(Records for processing Opens)
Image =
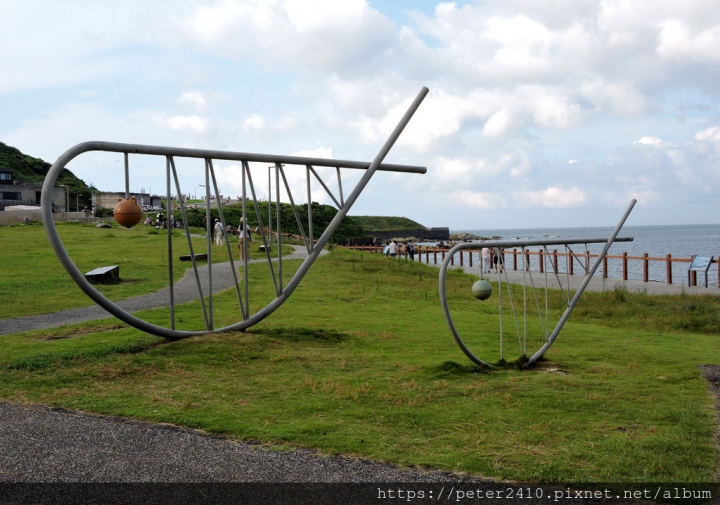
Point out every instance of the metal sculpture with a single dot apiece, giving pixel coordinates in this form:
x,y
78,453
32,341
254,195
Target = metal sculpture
x,y
170,153
127,212
548,337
(Records for processing Closes)
### Aim of the task
Each entry above must come back exactly as written. Drop the images.

### Solution below
Image =
Point out every instance of the metal sculpture with a single dot apiece, giving pixel coordinates in this form:
x,y
78,453
32,341
254,195
Target = metal sculpture
x,y
170,153
127,212
548,337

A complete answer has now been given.